Collected data:
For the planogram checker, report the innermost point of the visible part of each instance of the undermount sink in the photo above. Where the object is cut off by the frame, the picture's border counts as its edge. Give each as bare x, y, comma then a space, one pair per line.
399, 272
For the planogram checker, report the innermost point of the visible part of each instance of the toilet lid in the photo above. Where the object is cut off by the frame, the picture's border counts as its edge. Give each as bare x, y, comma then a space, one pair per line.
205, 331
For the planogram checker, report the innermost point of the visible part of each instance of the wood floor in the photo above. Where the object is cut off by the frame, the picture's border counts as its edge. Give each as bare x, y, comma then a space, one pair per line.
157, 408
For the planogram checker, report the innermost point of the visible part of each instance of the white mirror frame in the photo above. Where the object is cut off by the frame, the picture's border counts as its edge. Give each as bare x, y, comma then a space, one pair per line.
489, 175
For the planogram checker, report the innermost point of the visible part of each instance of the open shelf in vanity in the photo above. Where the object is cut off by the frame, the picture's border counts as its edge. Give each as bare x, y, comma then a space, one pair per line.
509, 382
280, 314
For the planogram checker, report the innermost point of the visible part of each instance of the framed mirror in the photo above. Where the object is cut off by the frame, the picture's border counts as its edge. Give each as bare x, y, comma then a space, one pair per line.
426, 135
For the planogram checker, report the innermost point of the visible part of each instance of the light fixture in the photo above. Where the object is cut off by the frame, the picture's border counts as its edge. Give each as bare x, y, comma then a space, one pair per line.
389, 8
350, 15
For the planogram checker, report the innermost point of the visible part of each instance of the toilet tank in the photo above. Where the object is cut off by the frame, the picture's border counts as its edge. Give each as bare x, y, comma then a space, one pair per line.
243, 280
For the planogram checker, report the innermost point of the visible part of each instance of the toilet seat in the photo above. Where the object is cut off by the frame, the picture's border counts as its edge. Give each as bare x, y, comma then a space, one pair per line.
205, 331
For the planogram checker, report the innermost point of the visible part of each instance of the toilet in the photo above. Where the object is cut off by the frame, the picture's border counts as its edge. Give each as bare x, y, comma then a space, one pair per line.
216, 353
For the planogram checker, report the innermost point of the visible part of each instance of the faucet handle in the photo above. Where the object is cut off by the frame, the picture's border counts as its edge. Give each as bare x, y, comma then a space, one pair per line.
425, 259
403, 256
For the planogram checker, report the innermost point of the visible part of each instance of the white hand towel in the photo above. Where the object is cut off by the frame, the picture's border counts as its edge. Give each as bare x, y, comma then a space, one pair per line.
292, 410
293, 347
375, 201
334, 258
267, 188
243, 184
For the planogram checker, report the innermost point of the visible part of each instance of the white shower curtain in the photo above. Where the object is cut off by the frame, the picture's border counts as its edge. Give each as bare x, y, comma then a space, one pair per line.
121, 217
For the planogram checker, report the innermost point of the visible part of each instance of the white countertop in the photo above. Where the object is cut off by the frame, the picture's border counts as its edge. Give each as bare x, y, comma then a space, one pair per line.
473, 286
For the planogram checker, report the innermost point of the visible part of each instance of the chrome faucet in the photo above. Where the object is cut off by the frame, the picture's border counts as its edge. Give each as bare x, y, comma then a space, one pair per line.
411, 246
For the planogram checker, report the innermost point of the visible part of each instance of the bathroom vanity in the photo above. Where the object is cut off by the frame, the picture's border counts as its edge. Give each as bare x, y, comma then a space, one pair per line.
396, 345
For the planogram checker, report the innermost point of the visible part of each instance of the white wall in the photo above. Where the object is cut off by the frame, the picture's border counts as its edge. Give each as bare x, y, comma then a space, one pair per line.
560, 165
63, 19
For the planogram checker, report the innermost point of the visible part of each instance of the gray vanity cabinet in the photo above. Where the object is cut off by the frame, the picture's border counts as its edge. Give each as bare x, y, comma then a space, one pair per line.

...

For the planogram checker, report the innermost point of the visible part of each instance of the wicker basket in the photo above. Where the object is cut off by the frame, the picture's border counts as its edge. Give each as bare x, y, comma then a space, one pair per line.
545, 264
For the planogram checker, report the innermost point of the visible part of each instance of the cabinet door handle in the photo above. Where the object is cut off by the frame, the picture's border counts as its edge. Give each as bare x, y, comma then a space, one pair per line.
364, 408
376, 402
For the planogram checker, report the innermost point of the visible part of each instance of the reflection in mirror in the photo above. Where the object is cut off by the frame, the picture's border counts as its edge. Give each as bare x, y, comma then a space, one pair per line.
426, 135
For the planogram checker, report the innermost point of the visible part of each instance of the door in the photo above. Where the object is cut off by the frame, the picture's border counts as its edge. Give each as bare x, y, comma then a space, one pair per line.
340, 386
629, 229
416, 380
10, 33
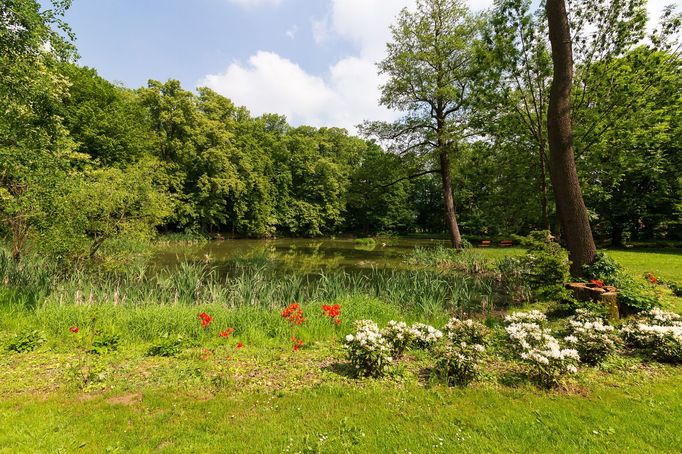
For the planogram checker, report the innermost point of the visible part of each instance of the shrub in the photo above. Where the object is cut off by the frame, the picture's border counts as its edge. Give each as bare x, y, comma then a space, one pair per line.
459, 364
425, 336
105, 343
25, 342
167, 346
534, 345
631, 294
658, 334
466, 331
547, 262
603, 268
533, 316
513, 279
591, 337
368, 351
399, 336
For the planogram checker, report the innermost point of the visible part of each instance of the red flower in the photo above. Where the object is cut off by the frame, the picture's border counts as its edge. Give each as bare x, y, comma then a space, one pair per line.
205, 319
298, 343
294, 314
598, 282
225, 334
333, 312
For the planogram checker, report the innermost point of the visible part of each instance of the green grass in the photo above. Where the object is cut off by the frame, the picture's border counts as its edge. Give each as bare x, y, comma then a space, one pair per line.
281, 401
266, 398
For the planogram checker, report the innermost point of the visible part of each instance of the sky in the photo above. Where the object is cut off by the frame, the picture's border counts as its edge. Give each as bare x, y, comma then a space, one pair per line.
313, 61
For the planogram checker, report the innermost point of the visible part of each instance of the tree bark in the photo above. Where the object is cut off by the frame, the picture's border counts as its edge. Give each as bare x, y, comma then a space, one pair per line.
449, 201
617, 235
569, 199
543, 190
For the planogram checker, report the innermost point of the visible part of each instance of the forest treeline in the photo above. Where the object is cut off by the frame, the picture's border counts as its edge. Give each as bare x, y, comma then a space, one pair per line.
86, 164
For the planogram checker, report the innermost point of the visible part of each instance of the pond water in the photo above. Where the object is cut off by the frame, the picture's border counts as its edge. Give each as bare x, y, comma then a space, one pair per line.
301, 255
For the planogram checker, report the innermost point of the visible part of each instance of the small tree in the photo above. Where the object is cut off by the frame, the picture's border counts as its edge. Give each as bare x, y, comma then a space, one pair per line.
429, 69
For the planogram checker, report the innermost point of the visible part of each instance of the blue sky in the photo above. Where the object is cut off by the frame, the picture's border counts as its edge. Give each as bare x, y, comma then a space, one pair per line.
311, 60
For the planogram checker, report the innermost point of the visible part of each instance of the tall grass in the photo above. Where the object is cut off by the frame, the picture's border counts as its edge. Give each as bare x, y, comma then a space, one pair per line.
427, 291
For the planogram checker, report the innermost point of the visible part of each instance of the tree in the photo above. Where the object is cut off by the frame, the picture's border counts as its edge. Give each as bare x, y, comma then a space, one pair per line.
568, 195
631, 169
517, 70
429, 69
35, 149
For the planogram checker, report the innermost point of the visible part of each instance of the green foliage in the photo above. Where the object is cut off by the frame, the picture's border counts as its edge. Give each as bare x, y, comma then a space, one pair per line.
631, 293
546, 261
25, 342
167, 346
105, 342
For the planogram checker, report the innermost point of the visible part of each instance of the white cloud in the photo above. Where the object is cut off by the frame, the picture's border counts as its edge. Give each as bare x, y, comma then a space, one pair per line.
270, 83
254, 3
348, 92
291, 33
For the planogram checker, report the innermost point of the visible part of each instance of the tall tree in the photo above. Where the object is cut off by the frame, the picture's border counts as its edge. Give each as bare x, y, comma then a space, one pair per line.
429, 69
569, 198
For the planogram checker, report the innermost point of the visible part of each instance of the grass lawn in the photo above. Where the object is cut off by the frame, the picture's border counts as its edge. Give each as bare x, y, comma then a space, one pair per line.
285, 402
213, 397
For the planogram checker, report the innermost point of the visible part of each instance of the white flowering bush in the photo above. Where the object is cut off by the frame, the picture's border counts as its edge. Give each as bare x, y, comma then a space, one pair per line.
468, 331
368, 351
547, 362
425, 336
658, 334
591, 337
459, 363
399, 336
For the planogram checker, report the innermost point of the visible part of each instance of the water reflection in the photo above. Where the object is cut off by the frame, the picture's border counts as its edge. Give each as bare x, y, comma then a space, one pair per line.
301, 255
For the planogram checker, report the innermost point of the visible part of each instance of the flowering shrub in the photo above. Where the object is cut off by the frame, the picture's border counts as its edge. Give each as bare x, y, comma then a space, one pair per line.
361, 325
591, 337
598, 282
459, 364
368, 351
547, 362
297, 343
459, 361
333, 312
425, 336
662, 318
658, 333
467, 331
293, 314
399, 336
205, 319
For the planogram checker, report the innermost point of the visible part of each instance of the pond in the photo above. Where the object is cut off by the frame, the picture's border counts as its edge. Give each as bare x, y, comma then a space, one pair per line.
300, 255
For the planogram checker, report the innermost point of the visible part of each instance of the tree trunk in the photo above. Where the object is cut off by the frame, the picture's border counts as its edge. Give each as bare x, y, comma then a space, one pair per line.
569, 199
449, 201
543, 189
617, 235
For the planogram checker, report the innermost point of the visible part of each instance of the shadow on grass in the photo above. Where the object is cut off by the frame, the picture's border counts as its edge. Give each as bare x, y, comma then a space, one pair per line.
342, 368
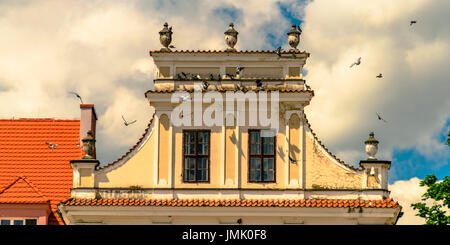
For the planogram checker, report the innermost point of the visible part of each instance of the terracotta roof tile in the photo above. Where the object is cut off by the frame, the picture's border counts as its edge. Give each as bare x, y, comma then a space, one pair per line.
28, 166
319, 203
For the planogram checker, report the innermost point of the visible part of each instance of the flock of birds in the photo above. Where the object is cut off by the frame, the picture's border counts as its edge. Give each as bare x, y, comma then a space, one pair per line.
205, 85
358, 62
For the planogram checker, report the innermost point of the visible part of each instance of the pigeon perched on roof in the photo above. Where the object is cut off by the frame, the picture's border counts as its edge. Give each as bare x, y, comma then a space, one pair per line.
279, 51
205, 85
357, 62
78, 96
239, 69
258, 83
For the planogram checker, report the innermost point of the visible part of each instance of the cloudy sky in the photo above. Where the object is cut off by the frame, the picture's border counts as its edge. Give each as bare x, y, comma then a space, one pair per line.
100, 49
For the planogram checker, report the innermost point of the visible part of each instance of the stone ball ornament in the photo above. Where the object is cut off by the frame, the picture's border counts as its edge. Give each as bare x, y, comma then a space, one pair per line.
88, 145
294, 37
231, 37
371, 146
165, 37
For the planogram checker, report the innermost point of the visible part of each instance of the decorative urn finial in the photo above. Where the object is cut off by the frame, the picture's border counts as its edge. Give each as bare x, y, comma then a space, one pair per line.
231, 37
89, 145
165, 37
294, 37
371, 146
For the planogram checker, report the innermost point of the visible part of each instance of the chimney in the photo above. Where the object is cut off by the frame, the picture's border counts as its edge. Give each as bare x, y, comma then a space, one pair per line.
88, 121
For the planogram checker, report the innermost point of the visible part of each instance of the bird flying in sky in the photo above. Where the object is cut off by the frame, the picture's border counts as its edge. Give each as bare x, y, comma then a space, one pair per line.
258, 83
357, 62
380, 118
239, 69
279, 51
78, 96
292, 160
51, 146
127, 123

WRITTEN REQUEST
Count how many lines of the entries above contain the string "cabinet". Reply with the number alone.

CORRECT OUTPUT
2